AUSGANGSTEXT –
7. Der Ausschuß begrüßt den Erlaß des Zweiten Gleichberechtigungsgesetzes zur Förderung der Interessen von Frauen in der Bundesverwaltung8 und die Modifikationen des EU-Anpassungsgesetzes zur Sicherstellung, daß das Verbot der Diskriminierung effektiver umgesetzt wird.
8. Der Ausschuß würdigt die Maßnahmen zur Kompensation und Rehabilitierung von Opfern ungerechter Behandlung seitens der Sozialistischen Einheitspartei (SED) in der früheren DDR.
9. Der Ausschuß begrüßt die Anstrengungen, die der Mitgliedstaat unternimmt, um Rassismus, Antisemitismus und Fremdenfeindlichkeit zu bekämpfen, wenngleich er bedauert, daß dieses Phänomen weiterhin fortbesteht.
10. Der Ausschuß würdigt, daß Deutschland einer großen Anzahl von Flüchtlingen aus Bosnien-Herzegowina vorübergehenden Aufenthalt gewährt hat. Der Ausschuß begrüßt die Versicherung der Delegation, daß die Rückkehr dieser Flüchtlinge primär durch freiwillige Repatriierung erreicht werden wird, und wenn unfreiwillige Repatriierungen durchgeführt werden, diese nur in Koordination mit der Regierung von Bosnien-Herzegowina und dem Büro des Flüchtlingshochkommissars der Vereinten Nationen erfolgen werden, und diese Maßnahmen gerichtlich überprüfbar sein werden. Der Ausschuß anerkennt die Versicherung, daß keine Repatriierungen in Minderheitengebiete in Bosnien-Herzegowina oder Mehrheitsgebiete, die nicht als sicher betrachtet werden, stattfinden werden.
12. Obwohl der Ausschuß Programme zur Erziehung junger Menschen und zur Ausbildung von Polizeibeamten hinsichtlich Rassismus, Antisemitismus und fremdenfeindlicher Einstellungen bemerkt, bedauert er, daß umfassende Erziehungs- und Ausbildungsprogramme in menschenrechtlichen Werten nicht die gleiche Unterstützung erfahren haben. Der Ausschuß drückt außerdem seine Sorge darüber aus, daß trotz bedeutsamer Bemühungen der Regierung Rassismus und Antisemitismus in bestimmten Schichten der Bevölkerung weiterbestehen. Der Ausschuß empfiehlt daher eine Intensivierung der Anstrengungen zur Erziehung der Jugend und der Ausbildung der Polizei, daß Rassismus und Fremdenfeindlichkeit die grundlegende menschliche Würde verletzt, im Gegensatz zu fundamentalen Werten stehen und verfassungsmäßig wie rechtlich unzulässig sind und legt nahe, daß solche Erziehung und Ausbildung in den weiteren Zusammenhang einer Menschenrechtserziehung und -ausbildung gestellt wird. Der Ausschuß legt der Bundesregierung und den Länderregierungen nahe,10 Menschenrechtsunterricht in Schulen, Hochschulen und Universitäten sowie in Polizei- und Wehrakademien einzuführen, in Hinblick auf die Stärkung einer Kultur der Menschenrechte.

DEINE AUFGABE – Schreibe aus dem Ausgangstext den Abschnitt von „7. Der Ausschuß“ bis „effektiver umgesetzt wird.“ wortgetreu ab. Die Einträge werden hierfür nicht gebraucht.

MATERIAL –
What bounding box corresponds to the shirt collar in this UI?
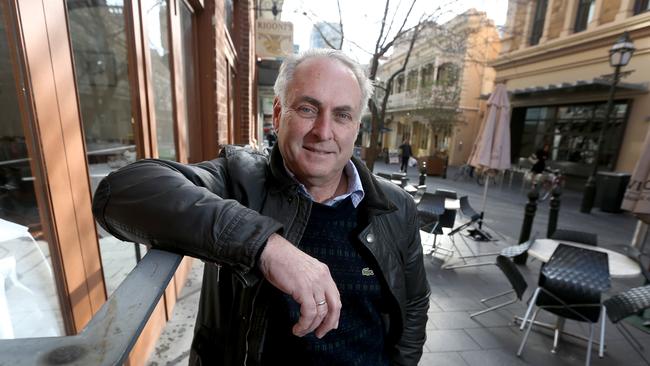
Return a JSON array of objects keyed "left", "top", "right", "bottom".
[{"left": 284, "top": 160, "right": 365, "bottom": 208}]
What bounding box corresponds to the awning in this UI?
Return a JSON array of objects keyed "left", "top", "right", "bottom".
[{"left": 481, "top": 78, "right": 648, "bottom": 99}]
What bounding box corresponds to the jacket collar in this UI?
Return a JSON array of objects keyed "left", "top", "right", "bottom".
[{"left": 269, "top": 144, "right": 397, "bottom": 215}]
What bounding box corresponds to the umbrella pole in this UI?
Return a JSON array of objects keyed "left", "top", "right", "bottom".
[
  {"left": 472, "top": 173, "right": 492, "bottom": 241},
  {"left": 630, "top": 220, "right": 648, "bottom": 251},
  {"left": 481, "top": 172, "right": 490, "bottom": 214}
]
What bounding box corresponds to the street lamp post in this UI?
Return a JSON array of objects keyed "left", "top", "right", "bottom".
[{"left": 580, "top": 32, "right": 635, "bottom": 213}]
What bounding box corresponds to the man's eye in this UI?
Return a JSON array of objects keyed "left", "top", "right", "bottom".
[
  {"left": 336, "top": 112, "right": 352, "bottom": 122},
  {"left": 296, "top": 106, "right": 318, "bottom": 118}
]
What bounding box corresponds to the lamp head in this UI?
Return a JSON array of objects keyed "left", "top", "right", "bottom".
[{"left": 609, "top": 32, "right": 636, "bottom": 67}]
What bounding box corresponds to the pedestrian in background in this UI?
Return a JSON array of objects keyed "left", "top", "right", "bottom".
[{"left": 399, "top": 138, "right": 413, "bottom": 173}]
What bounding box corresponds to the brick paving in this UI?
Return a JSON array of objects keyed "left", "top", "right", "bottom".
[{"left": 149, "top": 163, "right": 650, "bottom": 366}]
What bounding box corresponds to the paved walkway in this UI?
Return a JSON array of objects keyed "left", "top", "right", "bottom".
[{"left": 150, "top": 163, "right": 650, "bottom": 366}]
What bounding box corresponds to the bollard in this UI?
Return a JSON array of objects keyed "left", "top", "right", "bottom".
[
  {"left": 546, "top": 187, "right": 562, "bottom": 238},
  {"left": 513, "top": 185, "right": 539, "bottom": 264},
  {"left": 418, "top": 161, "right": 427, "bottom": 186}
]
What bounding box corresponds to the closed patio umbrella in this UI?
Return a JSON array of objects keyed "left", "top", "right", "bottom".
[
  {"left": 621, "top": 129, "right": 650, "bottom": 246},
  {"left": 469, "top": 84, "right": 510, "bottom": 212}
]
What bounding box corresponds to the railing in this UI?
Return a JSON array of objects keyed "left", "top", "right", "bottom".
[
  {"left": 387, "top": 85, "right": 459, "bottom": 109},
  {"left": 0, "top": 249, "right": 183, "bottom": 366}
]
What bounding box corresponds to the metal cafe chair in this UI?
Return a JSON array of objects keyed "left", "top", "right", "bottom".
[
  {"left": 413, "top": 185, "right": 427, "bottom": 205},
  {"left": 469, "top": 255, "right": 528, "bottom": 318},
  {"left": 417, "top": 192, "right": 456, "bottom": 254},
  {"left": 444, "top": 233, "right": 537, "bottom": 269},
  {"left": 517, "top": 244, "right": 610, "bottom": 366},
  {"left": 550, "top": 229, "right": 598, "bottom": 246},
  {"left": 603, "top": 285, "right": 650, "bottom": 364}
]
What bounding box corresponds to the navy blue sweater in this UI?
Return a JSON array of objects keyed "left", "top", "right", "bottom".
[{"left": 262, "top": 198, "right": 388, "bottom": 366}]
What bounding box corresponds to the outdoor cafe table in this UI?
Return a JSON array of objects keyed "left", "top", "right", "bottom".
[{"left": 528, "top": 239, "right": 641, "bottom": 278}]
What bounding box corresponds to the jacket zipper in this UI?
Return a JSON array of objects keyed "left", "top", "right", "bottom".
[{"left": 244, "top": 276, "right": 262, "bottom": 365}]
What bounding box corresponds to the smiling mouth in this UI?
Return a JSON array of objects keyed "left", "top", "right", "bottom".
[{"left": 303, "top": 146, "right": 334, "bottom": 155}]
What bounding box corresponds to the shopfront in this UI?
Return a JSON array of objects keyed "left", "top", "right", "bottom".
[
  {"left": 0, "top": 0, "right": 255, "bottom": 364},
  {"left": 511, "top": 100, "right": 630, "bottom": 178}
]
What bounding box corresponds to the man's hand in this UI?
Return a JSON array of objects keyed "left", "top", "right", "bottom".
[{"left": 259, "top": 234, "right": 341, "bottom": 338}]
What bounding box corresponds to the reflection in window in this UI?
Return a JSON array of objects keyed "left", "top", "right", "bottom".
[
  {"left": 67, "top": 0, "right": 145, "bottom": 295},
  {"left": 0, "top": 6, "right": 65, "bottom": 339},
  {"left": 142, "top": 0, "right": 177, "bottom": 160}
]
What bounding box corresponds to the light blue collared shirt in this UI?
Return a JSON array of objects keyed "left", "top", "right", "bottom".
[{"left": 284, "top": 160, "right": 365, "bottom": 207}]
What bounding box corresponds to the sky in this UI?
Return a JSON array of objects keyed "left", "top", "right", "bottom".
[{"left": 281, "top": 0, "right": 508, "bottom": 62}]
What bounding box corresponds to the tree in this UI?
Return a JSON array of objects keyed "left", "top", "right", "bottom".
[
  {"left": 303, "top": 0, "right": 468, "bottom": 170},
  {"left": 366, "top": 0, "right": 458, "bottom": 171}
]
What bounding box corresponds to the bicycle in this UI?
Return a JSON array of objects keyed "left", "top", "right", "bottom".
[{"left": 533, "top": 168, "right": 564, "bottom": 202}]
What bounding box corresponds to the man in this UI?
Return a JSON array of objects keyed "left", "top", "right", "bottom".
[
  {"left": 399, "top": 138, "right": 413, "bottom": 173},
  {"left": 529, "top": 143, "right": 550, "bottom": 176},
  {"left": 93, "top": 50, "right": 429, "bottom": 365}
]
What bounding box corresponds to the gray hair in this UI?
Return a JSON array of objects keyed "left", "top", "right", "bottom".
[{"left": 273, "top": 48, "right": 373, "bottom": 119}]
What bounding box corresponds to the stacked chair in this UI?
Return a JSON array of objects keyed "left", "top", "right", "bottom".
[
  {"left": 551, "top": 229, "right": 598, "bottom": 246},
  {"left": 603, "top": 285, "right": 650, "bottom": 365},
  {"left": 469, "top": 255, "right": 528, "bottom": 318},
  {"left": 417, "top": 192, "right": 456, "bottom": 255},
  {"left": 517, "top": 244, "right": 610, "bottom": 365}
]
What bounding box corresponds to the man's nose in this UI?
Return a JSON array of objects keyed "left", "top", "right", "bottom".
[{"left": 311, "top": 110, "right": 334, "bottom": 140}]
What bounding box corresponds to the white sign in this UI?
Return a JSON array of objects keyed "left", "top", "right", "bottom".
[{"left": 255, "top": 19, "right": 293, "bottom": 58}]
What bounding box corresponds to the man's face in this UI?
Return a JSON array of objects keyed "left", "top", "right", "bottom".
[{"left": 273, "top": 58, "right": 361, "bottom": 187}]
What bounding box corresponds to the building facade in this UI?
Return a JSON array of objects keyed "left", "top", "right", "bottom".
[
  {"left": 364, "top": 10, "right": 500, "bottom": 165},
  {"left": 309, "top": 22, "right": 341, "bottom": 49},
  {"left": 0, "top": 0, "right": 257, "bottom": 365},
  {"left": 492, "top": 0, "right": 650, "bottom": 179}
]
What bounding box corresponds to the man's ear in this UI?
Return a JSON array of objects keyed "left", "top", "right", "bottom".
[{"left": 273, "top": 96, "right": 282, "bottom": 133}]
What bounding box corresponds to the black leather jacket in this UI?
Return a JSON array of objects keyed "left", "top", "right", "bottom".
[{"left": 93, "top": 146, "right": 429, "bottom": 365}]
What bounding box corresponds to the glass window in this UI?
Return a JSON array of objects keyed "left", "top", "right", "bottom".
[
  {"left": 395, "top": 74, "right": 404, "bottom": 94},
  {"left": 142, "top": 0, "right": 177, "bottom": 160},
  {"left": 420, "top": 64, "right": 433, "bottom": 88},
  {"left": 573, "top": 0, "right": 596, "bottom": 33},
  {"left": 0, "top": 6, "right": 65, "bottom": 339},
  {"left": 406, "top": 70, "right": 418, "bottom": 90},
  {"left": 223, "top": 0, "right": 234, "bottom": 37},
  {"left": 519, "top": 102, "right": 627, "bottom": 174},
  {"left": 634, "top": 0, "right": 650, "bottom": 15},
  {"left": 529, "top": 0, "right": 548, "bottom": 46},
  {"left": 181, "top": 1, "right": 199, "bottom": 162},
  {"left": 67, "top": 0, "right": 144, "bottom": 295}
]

LÖSUNG –
7. Der Ausschuß begrüßt den Erlaß des Zweiten Gleichberechtigungsgesetzes zur Förderung der Interessen von Frauen in der Bundesverwaltung8 und die Modifikationen des EU-Anpassungsgesetzes zur Sicherstellung, daß das Verbot der Diskriminierung effektiver umgesetzt wird.